[REQUIRED ACTION]:
The entries below are to be repeated exactly, with the pictures left out.

[Saved entries]

-=-=-=-=-

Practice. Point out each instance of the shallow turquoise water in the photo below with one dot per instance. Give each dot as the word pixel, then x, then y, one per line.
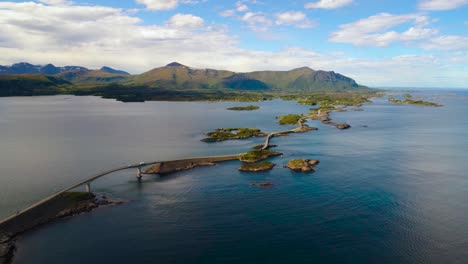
pixel 392 189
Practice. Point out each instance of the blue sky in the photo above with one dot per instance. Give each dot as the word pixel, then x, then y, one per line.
pixel 421 43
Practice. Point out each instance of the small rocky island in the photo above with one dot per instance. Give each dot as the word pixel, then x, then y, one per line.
pixel 257 167
pixel 222 134
pixel 323 114
pixel 303 165
pixel 408 99
pixel 61 206
pixel 258 155
pixel 244 108
pixel 290 119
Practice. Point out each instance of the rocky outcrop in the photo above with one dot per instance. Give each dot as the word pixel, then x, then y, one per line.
pixel 257 167
pixel 187 164
pixel 258 155
pixel 261 184
pixel 303 165
pixel 64 205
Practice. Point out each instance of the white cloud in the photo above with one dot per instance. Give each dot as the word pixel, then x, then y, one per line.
pixel 185 21
pixel 56 2
pixel 293 18
pixel 450 42
pixel 440 5
pixel 61 35
pixel 374 30
pixel 241 7
pixel 328 4
pixel 158 5
pixel 257 21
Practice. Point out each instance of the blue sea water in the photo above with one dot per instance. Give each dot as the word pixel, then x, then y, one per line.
pixel 392 189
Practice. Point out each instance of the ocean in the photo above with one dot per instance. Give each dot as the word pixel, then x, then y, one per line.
pixel 392 189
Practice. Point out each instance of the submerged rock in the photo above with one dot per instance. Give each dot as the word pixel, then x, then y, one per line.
pixel 257 167
pixel 342 126
pixel 302 165
pixel 262 184
pixel 258 155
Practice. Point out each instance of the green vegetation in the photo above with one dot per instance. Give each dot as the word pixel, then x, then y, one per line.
pixel 244 108
pixel 302 165
pixel 290 119
pixel 258 155
pixel 253 167
pixel 77 197
pixel 176 82
pixel 408 99
pixel 31 84
pixel 222 134
pixel 296 162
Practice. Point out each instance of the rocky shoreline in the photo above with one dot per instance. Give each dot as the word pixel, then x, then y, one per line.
pixel 303 165
pixel 62 206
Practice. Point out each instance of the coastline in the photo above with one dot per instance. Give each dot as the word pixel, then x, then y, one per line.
pixel 60 207
pixel 8 239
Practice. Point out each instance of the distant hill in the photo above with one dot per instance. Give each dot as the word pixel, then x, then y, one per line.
pixel 49 69
pixel 110 70
pixel 27 68
pixel 92 76
pixel 178 76
pixel 171 82
pixel 28 84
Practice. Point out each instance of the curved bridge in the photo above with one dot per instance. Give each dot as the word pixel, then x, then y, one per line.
pixel 87 182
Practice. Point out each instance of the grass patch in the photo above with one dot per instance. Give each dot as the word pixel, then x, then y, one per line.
pixel 290 119
pixel 222 134
pixel 262 166
pixel 76 197
pixel 408 99
pixel 244 108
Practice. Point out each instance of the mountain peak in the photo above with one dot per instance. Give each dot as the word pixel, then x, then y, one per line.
pixel 175 64
pixel 111 70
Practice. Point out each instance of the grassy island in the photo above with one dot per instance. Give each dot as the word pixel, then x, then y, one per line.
pixel 258 155
pixel 290 119
pixel 335 98
pixel 222 134
pixel 408 99
pixel 303 165
pixel 244 108
pixel 256 167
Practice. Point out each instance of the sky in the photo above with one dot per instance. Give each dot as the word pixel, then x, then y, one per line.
pixel 379 43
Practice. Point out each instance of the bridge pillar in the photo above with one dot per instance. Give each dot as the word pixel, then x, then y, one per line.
pixel 139 173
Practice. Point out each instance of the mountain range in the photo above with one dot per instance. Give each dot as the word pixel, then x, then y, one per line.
pixel 20 77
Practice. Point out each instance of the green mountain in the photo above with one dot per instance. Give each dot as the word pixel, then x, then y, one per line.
pixel 180 77
pixel 31 84
pixel 179 82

-=-=-=-=-

[YOUR RESPONSE]:
Practice. Point out each instance of the shallow turquoise water in the photo below with one dot per instance. Give each dot as the word pixel, then x, then y, one per line.
pixel 392 189
Practice. Point out each instance of the blue sky in the photo above with one dot per instance. Give each dot as the word pixel, then x, then y, one per line.
pixel 421 43
Practice. Point out each instance of the small rocky island in the photo above with one dot per instance. Give each dot as the word pixel, then x, then y, one per line.
pixel 257 167
pixel 222 134
pixel 323 114
pixel 303 165
pixel 408 99
pixel 61 206
pixel 258 155
pixel 244 108
pixel 290 119
Practice. Point out each instance of the rocky outcrop in the photo above with one dot per instance. Give each dot as the word pixel, then x, then y, one per line.
pixel 257 167
pixel 187 164
pixel 258 155
pixel 261 184
pixel 303 165
pixel 64 205
Practice. Point out each instance of the white cloud in the photo above with one dot per instance. Give each dot as the word pixel, then x, then y, one per line.
pixel 185 21
pixel 56 2
pixel 293 18
pixel 450 42
pixel 440 5
pixel 61 35
pixel 374 30
pixel 241 7
pixel 328 4
pixel 158 5
pixel 257 21
Practice. Point out each instance of the blue sea water in the photo above with one dot per instance. Give each dot as the word pixel, then x, then y, one per line.
pixel 392 189
Practice. Point out each instance of the ocean in the photo above with one dot per instance. Give each dot as the word pixel, then x, then y, one per line.
pixel 392 189
Practice. Point out each instance of the submerged rock in the photo above with one dot per instance. Give each dot as the word pixel, then x, then y, one per line.
pixel 257 167
pixel 342 126
pixel 302 165
pixel 262 184
pixel 258 155
Practice. Point out each instance of the green vegetation in the photo above with one dot per instance. Give each dot as the word pixel, then x, then y, one per line.
pixel 244 108
pixel 302 165
pixel 290 119
pixel 258 155
pixel 253 167
pixel 77 197
pixel 176 82
pixel 408 99
pixel 31 84
pixel 222 134
pixel 296 162
Practice. Point out each instance of the rocky shoreline in the photo above with one dot per instance. Give each dot as the word pixel, then x, then y, one per line.
pixel 303 165
pixel 62 206
Practice. Point out each instance of the coastline in the photo above with one dot per instance. Give each dot as the word pixel, then x, then y, one per line.
pixel 60 207
pixel 8 239
Practice. Point out each instance of the distant hill in the photo above with one dot per instance. Give each dot as the word pixel, then x, then y, one per line.
pixel 49 69
pixel 110 70
pixel 27 68
pixel 92 76
pixel 178 76
pixel 171 82
pixel 28 84
Practice. Point out each instance of the curved bridge in the photo above with one dot per instance. Give each dot as the word pixel, then x, then y, one per line.
pixel 87 182
Practice. Point out each instance of the grass patch in the photo above with one dot per instance. Give each dot as the word pixel, then x, then y, one per line.
pixel 290 119
pixel 222 134
pixel 262 166
pixel 76 197
pixel 408 99
pixel 244 108
Practice. Point out each instance of the mountain peak in the photo above with one dot per instance. Give each dot as the word pixel, then x, then y, one per line.
pixel 175 64
pixel 111 70
Practice. Point out each instance of the grassy island in the photo above with one dot per instance. Give each dot as the word pixel, then x, then y, one per line.
pixel 258 155
pixel 290 119
pixel 335 98
pixel 222 134
pixel 408 99
pixel 303 165
pixel 244 108
pixel 256 167
Practice. Point out each instance of the sky in the photo above with one dot per instance. Give each dot as the word pixel, then x, then y, one per line.
pixel 379 43
Practice. Point out each instance of the bridge pillar in the photo above with one dot per instance. Give each dot as the word pixel, then x, then y, one per line.
pixel 139 173
Practice. Point out each instance of the mountain range in the photo above with one dot per instance. Give each dot as the word pixel, then x, then y, one per line.
pixel 20 77
Practice. Point out each instance of the green mountain in the photo above with one dot per instance. Give each dot as the word pixel, then x, then y, one per line.
pixel 180 77
pixel 31 84
pixel 179 82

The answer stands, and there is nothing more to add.